**PROVIDED TEXT:**
--------
These are dangerous times for many developers and publishers. Incomes falter, staff get laid off, companies shuffle budgets away from interesting properties in favour of safe bets. But for one company – Valve – things couldn’t be looking brighter.

Continuing this year’s boom trend for the digital distribution giant, Steam saw its previous concurrent user records shattered, with 17,683,804 user logged in at once, likely eager for some late Black Friday deals.

If nothing else, PC gaming is on the up-and-up. No surprise, thanks to games like these.

You can see this all graphed out and clear as day over on SteamDB. One especially interesting figure of note is the 6,813,617 people active and playing games, rather than just idling. While a figure roughly equivalent to the number of users overall, it’s brought into sharp focus considering the next fact.

The unstoppable force that we mortals refer to as PlayerUnknown’s Battlegrounds saw its active player-base hit a new all-time peak of2,940,359 players. It seems inevitable that it’ll clear three million before long, and probably by a large margin after the new desert map rolls out.


What’s especially amazing here is that at that particular moment, a single game amounted for 43.15% of all active players – close to a half – on the world’s largest digital distribution network during its all-time peak. It’s no wonder that everyone and their dog is trying to get in on the battle royale craze right now, because that is an utterly preposterous figure that can only grow further as the game establishes itself further into expanding gaming markets such as China.
--------
**GIVEN RECORDS:**
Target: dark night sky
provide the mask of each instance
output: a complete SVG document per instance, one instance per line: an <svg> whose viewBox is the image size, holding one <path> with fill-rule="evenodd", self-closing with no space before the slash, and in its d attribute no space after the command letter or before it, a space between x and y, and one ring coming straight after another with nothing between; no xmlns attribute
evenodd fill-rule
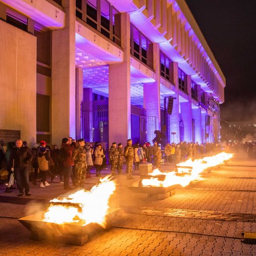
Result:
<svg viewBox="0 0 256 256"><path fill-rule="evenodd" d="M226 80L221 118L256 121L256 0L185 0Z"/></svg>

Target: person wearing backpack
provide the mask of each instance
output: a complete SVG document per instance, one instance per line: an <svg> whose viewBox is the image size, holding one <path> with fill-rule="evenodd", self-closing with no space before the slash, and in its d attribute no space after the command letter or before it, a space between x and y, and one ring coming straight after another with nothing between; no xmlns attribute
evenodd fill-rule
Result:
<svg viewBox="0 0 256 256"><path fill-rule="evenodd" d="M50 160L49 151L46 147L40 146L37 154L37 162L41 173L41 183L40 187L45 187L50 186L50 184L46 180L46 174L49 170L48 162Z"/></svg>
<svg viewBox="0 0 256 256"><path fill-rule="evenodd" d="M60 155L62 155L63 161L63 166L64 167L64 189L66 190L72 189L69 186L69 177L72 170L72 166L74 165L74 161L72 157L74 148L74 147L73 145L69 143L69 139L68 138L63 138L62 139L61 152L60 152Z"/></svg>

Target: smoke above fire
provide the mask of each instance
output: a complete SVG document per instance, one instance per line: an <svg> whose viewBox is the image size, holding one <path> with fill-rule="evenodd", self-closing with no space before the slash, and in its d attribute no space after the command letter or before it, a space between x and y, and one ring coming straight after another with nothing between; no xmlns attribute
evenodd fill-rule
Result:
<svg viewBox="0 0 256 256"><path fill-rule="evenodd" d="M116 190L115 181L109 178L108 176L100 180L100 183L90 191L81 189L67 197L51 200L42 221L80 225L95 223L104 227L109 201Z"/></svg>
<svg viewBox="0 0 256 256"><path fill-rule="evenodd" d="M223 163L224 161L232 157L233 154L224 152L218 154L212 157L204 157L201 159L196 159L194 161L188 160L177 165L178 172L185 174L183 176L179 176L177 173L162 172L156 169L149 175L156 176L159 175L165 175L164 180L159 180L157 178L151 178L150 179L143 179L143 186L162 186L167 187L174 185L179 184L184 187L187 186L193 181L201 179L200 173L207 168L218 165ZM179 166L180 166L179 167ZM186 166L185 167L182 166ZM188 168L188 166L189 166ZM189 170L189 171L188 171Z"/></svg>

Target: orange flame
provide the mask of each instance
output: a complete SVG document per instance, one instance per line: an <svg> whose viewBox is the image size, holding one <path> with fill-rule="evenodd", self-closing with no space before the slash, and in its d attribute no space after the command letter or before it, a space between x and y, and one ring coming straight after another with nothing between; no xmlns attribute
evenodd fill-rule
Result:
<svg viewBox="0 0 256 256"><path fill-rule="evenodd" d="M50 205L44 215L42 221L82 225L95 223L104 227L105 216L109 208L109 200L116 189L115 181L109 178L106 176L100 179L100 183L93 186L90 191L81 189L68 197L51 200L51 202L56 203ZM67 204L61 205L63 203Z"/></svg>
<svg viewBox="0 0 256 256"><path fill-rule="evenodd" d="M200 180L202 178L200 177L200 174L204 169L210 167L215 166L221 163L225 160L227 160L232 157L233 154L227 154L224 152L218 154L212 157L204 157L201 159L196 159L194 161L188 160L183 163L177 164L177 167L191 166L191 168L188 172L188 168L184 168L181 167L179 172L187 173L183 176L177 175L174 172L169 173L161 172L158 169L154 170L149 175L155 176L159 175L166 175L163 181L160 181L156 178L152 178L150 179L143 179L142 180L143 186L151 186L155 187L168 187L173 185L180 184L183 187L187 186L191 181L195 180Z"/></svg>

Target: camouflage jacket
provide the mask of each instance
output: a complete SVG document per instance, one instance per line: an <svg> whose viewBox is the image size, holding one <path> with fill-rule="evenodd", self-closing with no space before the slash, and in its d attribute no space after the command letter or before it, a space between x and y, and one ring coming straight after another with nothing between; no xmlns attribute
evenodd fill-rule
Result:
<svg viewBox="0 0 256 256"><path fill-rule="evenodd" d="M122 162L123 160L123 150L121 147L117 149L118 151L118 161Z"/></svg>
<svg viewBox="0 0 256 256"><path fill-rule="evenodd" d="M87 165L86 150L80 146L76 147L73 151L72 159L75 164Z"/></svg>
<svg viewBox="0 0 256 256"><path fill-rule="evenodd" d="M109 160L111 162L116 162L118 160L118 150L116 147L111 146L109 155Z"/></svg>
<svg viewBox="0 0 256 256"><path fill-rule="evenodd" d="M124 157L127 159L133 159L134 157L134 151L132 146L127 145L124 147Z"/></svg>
--------
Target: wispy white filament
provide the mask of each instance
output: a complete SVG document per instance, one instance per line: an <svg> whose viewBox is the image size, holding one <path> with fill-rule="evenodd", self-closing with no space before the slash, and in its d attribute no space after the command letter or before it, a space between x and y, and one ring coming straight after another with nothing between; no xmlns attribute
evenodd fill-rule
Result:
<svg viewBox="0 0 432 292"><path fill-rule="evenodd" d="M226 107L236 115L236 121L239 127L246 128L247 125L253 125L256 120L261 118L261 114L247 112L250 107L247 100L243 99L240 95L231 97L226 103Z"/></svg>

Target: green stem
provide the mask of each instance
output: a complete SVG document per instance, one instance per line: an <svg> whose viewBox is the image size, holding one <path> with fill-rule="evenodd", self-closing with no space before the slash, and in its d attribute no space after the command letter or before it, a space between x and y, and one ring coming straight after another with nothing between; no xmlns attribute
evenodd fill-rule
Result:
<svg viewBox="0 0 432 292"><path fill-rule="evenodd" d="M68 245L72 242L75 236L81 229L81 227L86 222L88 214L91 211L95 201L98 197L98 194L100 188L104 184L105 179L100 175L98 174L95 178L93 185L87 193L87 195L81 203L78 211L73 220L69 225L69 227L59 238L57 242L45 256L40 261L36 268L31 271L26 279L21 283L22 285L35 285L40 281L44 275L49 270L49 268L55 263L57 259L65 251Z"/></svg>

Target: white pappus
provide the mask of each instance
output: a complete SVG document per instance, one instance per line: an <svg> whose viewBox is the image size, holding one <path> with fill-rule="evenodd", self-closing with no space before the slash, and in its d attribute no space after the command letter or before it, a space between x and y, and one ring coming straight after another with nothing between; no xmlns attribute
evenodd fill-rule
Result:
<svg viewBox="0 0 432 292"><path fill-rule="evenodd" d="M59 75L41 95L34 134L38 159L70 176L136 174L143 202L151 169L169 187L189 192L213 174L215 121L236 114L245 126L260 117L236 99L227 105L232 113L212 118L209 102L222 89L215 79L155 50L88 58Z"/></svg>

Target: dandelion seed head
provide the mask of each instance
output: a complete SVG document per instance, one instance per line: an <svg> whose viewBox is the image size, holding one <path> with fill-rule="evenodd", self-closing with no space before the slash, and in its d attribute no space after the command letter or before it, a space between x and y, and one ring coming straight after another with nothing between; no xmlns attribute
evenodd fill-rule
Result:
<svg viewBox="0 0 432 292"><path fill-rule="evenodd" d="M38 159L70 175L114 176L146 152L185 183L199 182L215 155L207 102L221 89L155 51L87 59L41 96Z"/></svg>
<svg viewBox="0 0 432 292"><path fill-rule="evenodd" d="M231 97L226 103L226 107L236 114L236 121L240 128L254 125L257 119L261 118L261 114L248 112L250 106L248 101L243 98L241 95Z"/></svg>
--------
**PROBLEMS TO SOLVE:**
- a) Answer each question from the passage about Steam:
(i) How many users were logged in to Steam at once when its concurrent user record was broken?
(ii) How many people were active and playing games rather than idling?
(iii) What percentage of all active players did a single game account for at that moment?
- b) Reproduce the stretch of the passage about Steam from "These are dangerous" through "be looking brighter.".
The lines are separate material, unrelated to the passage about Steam.

**EXPECTED RESULTS:**
- a)
(i) 17,683,804
(ii) 6,813,617
(iii) 43.15%

- b)
These are dangerous times for many developers and publishers. Incomes falter, staff get laid off, companies shuffle budgets away from interesting properties in favour of safe bets. But for one company – Valve – things couldn’t be looking brighter.